**SET TASK 1:**
In the records, change "marker" to "point" in the stretch from the line containing "of the fingers." through the line containing "[[345, 450], [401, 519]]", and leave everything else unchanged. Return only those lines.

**SUPPLIED TEXT:**
┏━━

Agile for One: Week 1

I've just started working from home, not as an employee but on a project I have equity in and being paid as a consultant. It's always been a goal of mine to do this, so here goes...
October 22 2016

This week I realised a dream of mine: working for myself full-time.  I’ve started consulting on an App that I am an equity own of, so in a way I’m doubly working for myself. I’m getting paid as a consultant and I’m increasing the equity in my company at the same time.   My role is as a (the) technical consultant, covering all technology aspects of the company, from advice on things technological, to software development.  99% of the time I’m writing code.

When I came on board as consultant the software was already significantly built by another company. Fortunately, it was a company that I worked for at the time and I was the lead developer of this software, writing 90% of the code and making all the technology decisions on. I also was the business analyst and the guy having the conversations with the client about what he wanted to do and how the software would work, look, and feel.  When it came time for me to leave that company the client contacted me about this current arrangement; I waited out the non-compete, and here we are today.

The first thing I did (last year!) was get JIRA and Confluence setup and start taking notes and creating issues for the various things we wanted and needed to do.  We had a JIRA backlog when I was at my previous company, but it didn’t come with us as when the start-up left my former employer.   I don’t think that matters a whole lot because we’ve been through a pivot or two since then anyway and while we may want to implement those features at some point, they’re not as important as they were a few year ago.  If we want to do something like that again, we’ll go through the process again.  Essentially, if we were grooming that backlog now, we’d have thrown the issues away anyway.

I’ve run Agile on a number of projects at various companies of the years, on projects of vastly different scale.  So far, this has been the project most suited to Agile. Here’s why

  • We don’t really know our final destination.  We’ve pivoted a few times and while we think we’ve got a solid direction now (and it does really seem that way), we don’t have a “done” state for the app. 
  • Along with the above point, we don’t have a long list of requirements, but we do have a few key Features.
  • We don’t have deadlines for all the Features, but we do have deadlines for a few of them.
  • I’m a health nut (Weightlifting and Taekwondo) and the rest of my business partners are health professionals; we like to bounce ideas of each other.

┗━━

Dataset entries
┏━━

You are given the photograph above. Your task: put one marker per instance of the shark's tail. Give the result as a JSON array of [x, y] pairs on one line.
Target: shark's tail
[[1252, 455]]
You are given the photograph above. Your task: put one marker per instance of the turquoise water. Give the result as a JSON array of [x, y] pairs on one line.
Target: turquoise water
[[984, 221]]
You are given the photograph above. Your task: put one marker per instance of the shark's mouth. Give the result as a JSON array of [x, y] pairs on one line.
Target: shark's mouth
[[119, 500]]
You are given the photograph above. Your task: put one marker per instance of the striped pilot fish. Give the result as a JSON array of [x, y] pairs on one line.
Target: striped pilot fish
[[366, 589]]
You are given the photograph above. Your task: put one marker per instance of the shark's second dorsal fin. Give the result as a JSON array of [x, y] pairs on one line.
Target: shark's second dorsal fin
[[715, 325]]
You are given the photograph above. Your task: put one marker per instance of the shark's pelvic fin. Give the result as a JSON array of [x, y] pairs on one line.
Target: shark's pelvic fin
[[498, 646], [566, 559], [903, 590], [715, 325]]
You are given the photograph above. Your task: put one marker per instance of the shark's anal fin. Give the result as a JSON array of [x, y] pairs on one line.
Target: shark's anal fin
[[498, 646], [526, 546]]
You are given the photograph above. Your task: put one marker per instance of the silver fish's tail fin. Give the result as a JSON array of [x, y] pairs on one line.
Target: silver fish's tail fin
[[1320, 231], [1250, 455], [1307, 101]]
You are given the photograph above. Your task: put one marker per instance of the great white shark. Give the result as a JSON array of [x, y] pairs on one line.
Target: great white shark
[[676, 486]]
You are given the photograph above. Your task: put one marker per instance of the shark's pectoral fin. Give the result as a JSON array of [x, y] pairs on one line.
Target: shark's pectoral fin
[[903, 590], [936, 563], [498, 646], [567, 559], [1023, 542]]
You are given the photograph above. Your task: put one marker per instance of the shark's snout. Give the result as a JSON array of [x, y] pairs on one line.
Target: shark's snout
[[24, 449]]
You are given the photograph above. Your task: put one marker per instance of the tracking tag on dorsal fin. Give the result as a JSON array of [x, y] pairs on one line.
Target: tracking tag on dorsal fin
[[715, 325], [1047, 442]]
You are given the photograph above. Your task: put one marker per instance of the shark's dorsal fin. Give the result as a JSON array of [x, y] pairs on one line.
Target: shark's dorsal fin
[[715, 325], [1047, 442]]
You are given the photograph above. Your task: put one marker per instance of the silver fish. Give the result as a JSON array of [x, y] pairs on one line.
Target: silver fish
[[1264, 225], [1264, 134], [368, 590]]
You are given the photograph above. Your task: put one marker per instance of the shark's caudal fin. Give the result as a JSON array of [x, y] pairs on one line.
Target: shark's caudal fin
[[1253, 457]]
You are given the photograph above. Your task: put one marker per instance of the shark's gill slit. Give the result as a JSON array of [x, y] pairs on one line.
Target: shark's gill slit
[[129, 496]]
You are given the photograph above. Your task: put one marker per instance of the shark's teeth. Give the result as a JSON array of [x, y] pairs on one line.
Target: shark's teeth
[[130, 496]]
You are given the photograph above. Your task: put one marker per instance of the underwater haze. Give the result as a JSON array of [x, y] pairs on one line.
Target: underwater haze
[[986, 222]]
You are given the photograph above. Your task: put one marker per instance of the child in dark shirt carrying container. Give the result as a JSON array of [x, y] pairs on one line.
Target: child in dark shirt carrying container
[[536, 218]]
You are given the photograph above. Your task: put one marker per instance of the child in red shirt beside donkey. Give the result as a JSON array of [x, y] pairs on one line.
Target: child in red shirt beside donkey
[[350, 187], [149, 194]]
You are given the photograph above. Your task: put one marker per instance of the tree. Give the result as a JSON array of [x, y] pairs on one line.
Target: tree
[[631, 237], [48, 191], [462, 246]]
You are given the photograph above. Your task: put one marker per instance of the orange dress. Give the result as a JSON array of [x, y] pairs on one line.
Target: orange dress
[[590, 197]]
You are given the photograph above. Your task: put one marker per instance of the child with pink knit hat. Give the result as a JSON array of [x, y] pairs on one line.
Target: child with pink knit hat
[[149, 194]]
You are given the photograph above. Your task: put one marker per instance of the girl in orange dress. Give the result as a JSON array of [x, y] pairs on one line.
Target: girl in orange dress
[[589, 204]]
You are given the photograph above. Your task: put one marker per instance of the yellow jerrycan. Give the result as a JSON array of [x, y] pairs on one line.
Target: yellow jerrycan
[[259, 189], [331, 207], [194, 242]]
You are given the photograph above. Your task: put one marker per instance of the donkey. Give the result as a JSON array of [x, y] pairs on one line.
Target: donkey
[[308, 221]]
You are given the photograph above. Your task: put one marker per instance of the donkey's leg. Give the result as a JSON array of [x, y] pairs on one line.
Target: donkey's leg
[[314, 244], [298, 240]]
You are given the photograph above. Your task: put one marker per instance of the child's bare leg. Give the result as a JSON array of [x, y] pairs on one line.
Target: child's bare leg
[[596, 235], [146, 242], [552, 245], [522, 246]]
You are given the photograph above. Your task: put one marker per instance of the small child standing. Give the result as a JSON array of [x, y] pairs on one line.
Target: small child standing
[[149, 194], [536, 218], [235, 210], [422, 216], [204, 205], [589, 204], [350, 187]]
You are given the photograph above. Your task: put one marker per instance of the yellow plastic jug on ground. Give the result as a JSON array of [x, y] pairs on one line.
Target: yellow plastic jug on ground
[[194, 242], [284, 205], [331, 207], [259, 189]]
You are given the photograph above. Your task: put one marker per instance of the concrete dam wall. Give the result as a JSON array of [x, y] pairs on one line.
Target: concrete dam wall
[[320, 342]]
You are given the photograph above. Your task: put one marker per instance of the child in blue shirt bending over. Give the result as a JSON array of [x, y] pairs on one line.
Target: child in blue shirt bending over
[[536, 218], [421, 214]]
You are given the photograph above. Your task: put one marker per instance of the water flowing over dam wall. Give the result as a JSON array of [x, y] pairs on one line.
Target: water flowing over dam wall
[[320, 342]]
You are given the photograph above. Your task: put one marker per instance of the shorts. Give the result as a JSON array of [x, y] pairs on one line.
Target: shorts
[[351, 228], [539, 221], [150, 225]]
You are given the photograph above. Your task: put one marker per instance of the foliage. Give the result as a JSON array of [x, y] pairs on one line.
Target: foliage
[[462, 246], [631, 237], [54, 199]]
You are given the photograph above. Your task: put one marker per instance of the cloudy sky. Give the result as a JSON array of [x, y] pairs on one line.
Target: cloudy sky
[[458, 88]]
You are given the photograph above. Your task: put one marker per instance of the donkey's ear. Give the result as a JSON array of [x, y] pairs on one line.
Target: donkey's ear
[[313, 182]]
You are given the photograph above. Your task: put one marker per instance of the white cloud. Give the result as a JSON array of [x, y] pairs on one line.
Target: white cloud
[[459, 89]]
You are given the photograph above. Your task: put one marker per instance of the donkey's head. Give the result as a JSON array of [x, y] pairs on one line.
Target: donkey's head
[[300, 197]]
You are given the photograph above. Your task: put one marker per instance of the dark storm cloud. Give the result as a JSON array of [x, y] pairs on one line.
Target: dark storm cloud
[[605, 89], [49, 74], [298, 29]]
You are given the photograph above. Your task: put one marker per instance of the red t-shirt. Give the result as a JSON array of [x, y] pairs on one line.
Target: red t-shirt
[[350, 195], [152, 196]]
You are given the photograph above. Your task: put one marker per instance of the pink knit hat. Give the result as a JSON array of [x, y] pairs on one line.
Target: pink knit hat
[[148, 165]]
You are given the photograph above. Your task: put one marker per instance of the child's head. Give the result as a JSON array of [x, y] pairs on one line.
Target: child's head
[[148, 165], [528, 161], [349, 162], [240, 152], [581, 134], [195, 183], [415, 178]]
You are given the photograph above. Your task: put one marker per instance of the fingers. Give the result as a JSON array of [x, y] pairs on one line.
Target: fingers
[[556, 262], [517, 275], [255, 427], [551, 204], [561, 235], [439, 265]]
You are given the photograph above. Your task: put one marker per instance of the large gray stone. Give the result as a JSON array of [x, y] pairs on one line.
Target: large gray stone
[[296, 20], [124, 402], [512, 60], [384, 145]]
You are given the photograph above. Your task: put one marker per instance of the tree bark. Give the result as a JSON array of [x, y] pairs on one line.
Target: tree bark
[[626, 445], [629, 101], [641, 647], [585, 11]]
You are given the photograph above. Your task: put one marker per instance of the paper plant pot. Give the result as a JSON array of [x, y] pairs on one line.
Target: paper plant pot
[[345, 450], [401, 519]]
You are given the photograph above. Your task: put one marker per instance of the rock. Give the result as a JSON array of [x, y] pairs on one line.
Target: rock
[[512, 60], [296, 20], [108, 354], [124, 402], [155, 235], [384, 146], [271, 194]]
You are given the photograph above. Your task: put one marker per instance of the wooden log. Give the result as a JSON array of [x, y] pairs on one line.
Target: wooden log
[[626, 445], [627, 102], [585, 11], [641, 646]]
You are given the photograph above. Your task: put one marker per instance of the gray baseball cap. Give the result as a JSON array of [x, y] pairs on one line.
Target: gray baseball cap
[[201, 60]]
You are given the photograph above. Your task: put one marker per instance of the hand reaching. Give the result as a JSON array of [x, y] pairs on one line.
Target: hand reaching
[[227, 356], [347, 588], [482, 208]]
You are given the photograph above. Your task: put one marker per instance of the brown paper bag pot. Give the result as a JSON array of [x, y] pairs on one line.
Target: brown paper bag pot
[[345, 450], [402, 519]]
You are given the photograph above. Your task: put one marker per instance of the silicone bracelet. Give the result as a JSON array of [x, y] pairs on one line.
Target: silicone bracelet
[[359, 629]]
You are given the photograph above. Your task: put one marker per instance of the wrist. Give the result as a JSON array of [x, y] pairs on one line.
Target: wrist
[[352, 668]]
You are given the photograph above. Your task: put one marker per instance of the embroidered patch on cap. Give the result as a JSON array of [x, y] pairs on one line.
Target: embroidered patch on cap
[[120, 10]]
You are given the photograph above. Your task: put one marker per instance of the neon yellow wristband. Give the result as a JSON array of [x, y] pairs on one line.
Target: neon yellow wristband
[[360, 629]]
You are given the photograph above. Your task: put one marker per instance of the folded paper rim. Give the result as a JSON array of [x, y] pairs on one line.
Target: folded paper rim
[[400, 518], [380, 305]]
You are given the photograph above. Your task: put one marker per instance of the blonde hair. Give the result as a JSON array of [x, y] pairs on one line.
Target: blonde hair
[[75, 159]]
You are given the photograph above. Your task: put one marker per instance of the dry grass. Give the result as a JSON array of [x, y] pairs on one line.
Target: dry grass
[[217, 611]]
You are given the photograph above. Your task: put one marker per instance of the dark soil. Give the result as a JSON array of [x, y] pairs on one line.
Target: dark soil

┗━━

**SET TASK 2:**
According to the supplied text about working agile for one, which two tools were set up first?

**WORKED SOLUTION 1:**
You are given the photograph above. Your task: put one point per instance of the fingers. Give the result as a JSON array of [x, y] pairs on one line.
Target: fingers
[[556, 262], [517, 275], [255, 427], [551, 204], [561, 235], [439, 265]]
You are given the photograph above. Your task: put one point per instance of the large gray stone. Give the result as a JSON array of [x, y] pairs on one line.
Target: large gray stone
[[296, 20], [124, 402], [512, 60], [384, 145]]
You are given the photograph above. Your task: put one point per instance of the tree bark. Give the result as a JSON array of [x, y] pairs on one line.
Target: tree bark
[[626, 445], [629, 101], [641, 647], [585, 11]]
You are given the photograph above. Your task: put one point per instance of the paper plant pot. Give the result as a JSON array of [x, y] pairs on one line.
Target: paper plant pot
[[345, 450], [401, 519]]

**WORKED SOLUTION 2:**
JIRA and Confluence.